** Records to process follows **

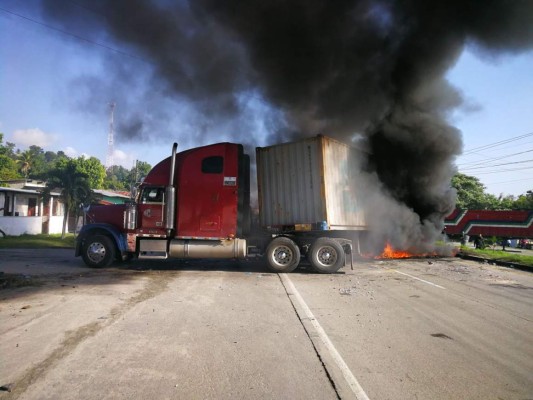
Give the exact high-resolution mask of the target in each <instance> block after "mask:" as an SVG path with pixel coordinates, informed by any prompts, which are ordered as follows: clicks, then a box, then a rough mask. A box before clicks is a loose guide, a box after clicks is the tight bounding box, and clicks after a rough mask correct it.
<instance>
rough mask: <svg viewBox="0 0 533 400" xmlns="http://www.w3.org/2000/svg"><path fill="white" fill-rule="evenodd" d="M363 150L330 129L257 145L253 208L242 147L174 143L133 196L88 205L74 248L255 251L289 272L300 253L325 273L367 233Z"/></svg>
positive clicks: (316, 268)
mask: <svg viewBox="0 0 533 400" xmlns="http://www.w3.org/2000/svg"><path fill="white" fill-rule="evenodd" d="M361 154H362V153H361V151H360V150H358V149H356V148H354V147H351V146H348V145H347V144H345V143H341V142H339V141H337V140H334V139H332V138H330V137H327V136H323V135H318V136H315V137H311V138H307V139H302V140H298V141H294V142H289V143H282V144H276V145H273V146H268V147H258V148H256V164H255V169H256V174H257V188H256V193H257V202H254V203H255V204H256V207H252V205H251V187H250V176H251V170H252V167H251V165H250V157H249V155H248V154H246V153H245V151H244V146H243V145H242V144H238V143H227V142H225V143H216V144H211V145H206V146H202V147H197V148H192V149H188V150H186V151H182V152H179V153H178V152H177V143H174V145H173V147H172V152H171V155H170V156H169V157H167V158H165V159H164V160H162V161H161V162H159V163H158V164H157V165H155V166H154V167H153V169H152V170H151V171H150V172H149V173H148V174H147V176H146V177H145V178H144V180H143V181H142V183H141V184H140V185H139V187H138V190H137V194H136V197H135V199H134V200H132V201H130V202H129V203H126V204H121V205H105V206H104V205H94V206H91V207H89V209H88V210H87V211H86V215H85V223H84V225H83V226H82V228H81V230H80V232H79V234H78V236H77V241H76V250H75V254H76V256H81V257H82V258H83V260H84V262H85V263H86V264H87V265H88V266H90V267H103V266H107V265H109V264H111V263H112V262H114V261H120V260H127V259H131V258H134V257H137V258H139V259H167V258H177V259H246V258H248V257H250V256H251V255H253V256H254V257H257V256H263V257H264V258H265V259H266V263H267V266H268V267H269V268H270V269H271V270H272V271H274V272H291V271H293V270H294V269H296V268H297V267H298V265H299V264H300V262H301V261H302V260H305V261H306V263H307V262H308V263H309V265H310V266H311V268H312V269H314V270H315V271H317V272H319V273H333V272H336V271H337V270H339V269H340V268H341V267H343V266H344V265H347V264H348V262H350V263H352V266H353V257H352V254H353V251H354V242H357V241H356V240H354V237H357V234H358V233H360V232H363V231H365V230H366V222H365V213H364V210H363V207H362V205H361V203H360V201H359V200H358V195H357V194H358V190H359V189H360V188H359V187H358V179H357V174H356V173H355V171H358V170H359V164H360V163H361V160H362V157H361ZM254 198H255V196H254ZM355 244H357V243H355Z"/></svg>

** End of Records to process **
** Records to process follows **

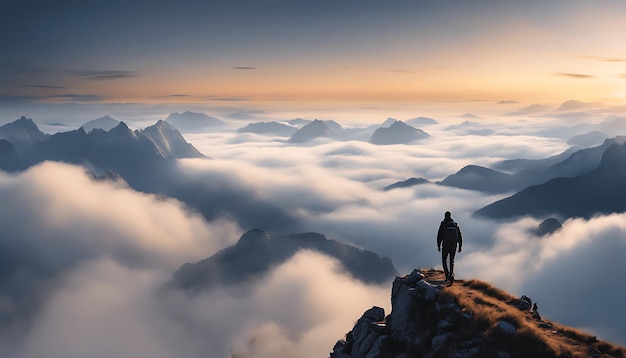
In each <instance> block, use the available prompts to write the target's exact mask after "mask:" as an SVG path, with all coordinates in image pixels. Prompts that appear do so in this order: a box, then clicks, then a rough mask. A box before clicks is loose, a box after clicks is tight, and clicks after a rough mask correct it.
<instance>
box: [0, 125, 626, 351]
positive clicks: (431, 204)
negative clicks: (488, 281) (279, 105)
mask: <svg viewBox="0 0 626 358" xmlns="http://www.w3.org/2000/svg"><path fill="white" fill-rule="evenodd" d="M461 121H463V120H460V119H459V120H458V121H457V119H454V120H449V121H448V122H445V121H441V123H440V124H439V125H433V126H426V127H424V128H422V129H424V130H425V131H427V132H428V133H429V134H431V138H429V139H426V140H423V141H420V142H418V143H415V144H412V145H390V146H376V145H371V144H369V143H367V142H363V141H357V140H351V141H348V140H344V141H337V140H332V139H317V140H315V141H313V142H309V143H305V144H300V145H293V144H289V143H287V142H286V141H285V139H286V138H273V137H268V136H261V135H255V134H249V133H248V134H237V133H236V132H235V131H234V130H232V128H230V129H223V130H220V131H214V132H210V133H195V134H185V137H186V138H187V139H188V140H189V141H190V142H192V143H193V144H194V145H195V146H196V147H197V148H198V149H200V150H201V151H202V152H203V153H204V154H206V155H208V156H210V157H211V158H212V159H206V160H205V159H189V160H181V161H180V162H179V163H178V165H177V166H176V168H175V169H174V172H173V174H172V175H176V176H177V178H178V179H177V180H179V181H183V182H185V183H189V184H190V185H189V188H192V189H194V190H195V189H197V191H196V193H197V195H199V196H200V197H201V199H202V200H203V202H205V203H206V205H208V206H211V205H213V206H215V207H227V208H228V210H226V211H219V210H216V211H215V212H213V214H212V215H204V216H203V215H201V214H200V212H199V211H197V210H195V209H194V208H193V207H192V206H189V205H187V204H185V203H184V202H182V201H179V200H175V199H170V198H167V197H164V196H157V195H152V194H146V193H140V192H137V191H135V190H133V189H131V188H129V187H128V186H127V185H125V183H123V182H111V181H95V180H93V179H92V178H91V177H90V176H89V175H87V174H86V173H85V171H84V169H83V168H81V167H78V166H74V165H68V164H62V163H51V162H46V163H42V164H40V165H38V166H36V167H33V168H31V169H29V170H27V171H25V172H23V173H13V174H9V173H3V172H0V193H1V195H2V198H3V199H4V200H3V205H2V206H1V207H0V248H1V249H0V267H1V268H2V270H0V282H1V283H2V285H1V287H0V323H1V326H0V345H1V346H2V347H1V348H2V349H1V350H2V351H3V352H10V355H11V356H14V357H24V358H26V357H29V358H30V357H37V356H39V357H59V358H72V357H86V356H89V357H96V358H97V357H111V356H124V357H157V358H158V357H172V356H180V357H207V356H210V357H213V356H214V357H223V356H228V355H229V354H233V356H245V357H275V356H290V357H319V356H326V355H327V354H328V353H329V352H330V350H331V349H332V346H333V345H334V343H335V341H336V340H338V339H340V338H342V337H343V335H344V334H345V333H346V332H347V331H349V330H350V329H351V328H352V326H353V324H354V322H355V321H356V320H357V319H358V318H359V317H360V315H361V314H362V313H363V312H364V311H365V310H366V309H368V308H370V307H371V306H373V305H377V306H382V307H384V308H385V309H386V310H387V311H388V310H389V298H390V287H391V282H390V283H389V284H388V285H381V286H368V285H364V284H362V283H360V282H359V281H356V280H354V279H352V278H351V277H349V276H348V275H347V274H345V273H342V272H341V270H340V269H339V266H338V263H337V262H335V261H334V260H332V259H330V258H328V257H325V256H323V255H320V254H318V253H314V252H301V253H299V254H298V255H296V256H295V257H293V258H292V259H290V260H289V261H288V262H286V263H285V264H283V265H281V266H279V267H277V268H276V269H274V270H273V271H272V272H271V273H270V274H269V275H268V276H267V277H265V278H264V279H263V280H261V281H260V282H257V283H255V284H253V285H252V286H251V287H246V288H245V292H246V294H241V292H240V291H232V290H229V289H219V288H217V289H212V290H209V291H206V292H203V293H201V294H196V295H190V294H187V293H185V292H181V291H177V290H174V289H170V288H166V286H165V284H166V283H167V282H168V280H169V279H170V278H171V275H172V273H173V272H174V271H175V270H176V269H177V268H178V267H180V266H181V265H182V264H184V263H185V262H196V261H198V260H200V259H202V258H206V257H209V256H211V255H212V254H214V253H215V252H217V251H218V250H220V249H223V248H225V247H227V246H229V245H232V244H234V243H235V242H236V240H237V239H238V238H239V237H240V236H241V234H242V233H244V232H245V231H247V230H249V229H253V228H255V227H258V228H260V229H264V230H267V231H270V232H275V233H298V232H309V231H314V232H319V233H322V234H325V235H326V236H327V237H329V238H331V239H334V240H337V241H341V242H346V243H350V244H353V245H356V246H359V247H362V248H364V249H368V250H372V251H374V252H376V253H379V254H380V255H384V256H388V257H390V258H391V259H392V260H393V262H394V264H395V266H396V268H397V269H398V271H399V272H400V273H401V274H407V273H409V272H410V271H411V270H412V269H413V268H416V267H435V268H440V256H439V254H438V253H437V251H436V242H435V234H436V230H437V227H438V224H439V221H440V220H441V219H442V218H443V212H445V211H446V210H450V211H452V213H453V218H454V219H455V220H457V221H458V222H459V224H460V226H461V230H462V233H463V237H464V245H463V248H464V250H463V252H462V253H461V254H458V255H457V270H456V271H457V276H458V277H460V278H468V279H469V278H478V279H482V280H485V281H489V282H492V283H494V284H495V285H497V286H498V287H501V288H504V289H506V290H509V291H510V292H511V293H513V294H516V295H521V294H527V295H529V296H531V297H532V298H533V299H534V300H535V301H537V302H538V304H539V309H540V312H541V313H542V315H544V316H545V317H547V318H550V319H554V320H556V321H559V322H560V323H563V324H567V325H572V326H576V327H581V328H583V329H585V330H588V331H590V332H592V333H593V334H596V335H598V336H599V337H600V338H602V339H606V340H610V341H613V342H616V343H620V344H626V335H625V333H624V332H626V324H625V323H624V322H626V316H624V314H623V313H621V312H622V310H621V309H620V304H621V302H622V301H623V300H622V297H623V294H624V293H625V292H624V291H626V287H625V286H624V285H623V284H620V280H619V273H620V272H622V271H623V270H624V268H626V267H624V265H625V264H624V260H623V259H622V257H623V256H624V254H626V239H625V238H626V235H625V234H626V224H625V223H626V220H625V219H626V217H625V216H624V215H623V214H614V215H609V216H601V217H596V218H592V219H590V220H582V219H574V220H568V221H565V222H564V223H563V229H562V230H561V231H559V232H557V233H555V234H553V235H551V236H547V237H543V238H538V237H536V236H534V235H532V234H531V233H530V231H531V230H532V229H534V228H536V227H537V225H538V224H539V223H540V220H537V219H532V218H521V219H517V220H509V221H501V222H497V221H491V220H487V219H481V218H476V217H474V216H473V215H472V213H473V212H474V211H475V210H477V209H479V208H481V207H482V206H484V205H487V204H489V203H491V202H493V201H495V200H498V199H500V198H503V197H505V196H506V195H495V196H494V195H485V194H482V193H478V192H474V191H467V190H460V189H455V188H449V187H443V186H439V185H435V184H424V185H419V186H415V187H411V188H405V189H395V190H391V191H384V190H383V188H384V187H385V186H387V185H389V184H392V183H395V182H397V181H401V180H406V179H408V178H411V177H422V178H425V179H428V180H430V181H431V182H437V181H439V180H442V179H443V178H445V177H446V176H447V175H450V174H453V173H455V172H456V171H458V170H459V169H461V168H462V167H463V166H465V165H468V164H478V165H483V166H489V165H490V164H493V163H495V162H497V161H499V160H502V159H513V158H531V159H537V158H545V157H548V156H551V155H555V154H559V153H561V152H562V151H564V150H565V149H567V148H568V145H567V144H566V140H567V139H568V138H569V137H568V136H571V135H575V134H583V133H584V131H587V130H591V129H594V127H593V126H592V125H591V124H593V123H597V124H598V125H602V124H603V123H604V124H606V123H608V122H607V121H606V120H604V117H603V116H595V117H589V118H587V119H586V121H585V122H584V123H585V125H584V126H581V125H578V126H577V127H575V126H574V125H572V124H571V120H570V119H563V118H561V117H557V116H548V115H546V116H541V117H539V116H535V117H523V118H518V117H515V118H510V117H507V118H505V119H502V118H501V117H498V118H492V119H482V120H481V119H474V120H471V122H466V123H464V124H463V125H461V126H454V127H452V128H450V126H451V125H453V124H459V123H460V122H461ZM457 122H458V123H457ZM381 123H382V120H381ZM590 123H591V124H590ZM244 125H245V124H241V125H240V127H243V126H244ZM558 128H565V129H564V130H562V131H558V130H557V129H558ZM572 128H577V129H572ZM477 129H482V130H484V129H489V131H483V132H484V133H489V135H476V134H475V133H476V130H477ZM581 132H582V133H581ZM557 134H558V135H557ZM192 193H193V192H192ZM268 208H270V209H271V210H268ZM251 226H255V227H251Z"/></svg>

** End of Records to process **

» Instructions to follow:
Among the lines above, the ones holding the word "rough" must be counted; only that count is to be given.

» Solution to this task:
3